━━━━━ Brano estratto ━━━━━

“Se qualcuno avesse condiviso quelle informazioni per tempo ci saremmo risparmiati delle uscite inadeguate alla situazione e ci saremmo forse protetti e fatto proteggere i cittadini per tempo”. A dichiararlo in un’intervista a Skytg24 è Giorgio Gori, sindaco di Bergamo, città in una delle province più colpite dal coronavirus in Italia. Dove, dice, adesso l’emergenza sanitaria è passata. “La chiesa – ha dichiarato – che era ingombra dalle bare oggi è libera, così come il pronto soccorso, che è ritornato a funzionare normalmente. Questo vuol dire che davvero l’emergenza sanitaria almeno qui è superata”.

Non è scomparso il virus, naturalmente, e non si sono azzerate le morti. Anzi, secondo il primo cittadino i contagi sono molti di più, addirittura quattro o cinquecentomila positivi. “I numeri che ci vengono forniti sono i numeri dei tamponi che vengono fatti, che sono un sottoinsieme del vero numero dei contagiati che certamente è molto superiore. Diversamente dovremmo credere a chi dice che ci sono 11.000 contagiati nella provincia di Bergamo, ma noi sappiamo che ci sono qualche centinaia di migliaia di persone che sono state contagiate”.

━━━━━ Dati grezzi ━━━━━

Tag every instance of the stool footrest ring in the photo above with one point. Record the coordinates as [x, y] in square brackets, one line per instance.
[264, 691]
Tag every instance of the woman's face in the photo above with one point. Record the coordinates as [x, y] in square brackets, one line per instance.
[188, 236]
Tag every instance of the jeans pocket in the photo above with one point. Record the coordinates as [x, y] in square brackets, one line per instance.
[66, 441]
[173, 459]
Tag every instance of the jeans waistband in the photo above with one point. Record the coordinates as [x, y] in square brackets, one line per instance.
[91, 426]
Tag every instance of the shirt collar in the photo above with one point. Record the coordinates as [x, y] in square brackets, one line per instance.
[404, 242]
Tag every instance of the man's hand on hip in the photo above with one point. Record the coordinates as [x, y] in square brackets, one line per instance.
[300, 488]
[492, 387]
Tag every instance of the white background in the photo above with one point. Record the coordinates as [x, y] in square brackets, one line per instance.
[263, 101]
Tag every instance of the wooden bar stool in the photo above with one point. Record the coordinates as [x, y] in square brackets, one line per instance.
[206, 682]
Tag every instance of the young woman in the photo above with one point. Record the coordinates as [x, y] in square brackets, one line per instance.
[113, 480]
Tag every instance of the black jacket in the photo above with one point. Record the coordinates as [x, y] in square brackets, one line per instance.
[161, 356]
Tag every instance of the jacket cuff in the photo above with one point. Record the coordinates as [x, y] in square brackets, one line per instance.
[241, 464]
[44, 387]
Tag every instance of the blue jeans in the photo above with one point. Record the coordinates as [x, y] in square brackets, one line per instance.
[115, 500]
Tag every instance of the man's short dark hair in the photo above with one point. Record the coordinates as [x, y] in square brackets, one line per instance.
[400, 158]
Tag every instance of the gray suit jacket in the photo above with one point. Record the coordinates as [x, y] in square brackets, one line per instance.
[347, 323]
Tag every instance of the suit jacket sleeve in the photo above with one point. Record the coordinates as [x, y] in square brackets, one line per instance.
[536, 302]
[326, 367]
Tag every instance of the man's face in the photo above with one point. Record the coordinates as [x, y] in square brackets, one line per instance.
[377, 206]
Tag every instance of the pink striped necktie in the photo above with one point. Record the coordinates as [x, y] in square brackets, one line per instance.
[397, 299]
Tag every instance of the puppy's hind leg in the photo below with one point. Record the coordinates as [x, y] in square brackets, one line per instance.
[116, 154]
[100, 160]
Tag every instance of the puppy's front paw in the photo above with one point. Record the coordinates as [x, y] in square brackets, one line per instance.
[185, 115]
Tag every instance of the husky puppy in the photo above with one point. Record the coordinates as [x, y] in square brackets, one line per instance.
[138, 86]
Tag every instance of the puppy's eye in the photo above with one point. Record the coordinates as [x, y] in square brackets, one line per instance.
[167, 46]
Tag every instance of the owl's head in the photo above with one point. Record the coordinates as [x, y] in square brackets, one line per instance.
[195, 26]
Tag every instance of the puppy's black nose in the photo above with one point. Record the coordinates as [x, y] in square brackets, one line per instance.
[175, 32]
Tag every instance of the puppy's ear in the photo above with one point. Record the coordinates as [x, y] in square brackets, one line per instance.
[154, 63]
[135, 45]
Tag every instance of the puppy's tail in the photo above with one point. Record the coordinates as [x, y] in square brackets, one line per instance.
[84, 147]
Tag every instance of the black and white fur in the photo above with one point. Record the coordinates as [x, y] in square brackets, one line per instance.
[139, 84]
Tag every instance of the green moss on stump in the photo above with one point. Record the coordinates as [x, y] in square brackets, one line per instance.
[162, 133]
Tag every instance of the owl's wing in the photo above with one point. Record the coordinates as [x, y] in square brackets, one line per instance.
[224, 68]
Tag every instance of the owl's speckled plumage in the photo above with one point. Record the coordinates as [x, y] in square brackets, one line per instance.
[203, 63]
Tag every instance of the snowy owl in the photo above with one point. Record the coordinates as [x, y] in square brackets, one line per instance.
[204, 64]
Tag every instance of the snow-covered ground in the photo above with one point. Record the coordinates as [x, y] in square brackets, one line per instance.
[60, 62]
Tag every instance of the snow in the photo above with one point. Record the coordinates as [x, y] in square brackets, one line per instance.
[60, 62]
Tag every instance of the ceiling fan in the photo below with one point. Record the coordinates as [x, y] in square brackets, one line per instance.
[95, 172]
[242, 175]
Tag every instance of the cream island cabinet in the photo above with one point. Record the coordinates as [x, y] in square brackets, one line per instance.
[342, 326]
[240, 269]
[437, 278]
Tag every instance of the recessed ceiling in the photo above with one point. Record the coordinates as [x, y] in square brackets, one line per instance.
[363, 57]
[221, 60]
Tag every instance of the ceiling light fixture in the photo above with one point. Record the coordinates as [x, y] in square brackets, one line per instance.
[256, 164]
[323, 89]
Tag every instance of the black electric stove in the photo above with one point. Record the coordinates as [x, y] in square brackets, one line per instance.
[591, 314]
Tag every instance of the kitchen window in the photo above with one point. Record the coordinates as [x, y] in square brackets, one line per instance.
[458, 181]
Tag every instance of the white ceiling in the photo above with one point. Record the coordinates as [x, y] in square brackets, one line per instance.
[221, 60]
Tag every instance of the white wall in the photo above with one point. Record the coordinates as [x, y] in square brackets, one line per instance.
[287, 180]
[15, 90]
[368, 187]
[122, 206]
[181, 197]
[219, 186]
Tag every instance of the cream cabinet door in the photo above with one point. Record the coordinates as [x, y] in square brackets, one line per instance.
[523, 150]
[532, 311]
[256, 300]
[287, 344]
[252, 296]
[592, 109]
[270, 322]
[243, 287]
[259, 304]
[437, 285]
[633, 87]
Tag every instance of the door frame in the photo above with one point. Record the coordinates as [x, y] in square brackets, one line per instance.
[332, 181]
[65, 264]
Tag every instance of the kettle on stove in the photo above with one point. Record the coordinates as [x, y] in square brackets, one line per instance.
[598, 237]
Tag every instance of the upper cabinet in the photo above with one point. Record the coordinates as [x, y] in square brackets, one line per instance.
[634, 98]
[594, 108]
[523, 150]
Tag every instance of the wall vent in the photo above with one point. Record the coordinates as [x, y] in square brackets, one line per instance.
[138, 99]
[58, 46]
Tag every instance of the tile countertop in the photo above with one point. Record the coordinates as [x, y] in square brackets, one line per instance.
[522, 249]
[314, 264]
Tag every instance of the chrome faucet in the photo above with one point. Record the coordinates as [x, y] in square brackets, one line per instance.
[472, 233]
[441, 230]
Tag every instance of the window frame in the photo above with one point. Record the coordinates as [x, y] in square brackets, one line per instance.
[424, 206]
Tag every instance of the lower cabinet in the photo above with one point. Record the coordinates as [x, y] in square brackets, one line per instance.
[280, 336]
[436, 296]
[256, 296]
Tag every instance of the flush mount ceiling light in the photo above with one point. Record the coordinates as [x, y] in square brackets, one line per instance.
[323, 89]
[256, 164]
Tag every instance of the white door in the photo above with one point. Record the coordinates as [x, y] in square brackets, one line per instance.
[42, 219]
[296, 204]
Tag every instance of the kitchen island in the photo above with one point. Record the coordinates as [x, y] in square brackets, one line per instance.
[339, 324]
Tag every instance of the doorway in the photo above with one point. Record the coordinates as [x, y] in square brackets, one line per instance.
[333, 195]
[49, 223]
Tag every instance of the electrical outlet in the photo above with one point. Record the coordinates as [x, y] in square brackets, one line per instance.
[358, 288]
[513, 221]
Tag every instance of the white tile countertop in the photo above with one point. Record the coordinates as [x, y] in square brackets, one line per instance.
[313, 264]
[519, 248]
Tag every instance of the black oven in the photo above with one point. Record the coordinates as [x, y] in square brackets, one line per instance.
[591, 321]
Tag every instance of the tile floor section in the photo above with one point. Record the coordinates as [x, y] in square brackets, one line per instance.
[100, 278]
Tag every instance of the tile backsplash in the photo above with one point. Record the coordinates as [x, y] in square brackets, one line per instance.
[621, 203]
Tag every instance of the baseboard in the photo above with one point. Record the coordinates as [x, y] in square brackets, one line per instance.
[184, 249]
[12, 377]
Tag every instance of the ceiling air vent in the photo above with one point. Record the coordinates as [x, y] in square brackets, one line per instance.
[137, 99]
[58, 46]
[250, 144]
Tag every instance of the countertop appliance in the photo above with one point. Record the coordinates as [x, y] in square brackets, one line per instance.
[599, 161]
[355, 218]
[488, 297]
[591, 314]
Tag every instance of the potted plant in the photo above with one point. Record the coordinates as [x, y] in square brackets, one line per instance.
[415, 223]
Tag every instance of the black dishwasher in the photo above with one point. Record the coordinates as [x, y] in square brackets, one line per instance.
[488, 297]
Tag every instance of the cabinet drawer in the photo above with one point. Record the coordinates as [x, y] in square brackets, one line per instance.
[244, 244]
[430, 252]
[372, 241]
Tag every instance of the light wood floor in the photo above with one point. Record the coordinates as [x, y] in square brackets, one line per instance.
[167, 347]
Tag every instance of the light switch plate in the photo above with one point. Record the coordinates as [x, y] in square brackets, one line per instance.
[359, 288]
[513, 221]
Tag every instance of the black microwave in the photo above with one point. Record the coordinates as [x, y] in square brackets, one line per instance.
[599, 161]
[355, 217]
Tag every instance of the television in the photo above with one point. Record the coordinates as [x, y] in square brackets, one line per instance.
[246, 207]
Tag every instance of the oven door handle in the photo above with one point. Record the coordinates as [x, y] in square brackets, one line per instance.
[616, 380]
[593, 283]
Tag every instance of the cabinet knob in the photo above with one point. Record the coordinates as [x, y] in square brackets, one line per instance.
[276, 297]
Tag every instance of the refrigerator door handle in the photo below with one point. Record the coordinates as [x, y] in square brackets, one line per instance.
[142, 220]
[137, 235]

━━━━━

## Attività da svolgere
#1 Nel brano sul coronavirus a Bergamo, quale carica ricopre Giorgio Gori?
#2 Continua il brano sul coronavirus a Bergamo a partire dalla sua ultima frase.

## Soluzioni
#1 È il sindaco di Bergamo.

#2
La Lombardia, con i suoi 69.092 casi e 12.740 decessi (al 22 aprile) resta la regione più colpita in Italia dal Covid-19. A proposito delle notizie in questi giorni, di una sorta di “piano segreto” del governo pronto già a fine gennaio contro l’epidemia, Gori ha lamentato: “Nell’ultima settimana di febbraio non solo Bergamo, ma anche Milano, Verona, Treviso, Bologna, Torino e tutte le città del nord Italia hanno detto ‘noi non ci fermiamo’. Ma eravamo in possesso di informazioni che ci dicevano che c’era un focolaio nel lodigiano, ma che per il resto la vita poteva continuare normalmente. Avevamo ristoranti aperti, bar aperti fino alle 18″. E poi: “Era normale che amministratori, politici e giornalisti in quei giorni sostenessero un’idea di equilibrio tra protezione e vita che doveva continuare normalmente. Abbiamo scoperto in questi giorni che invece erano già circolate delle informazioni a livello governativo sulla possibile emergenza, che nelle nostre province c’erano già allora molti casi di polmoniti che nessuno aveva denominato Covid-19 ma che quello erano, palesemente”.

Sulla cosiddetta Fase 2, della riapertura graduale, il sindaco ha sottolineato come, aldilà del pettegolezzo giornalistico, non ci sia ancora nulla di scritto per quanto riguarda, per esempio, i trasporti né per la ristorazione. “Chiedo – ha proseguito Gori – che se, come spero, dal quattro maggio si vorrà riaprire una parte delle attività in sicurezza, sia possibile avere informazioni sicure dal governo e dalla Regione in seconda battuta, con l’anticipo che è necessario a territori, operatori e aziende per potersi organizzare, per poter lavorare in sicurezza e garantire piena protezione dei propri lavoratori e dei cittadini”.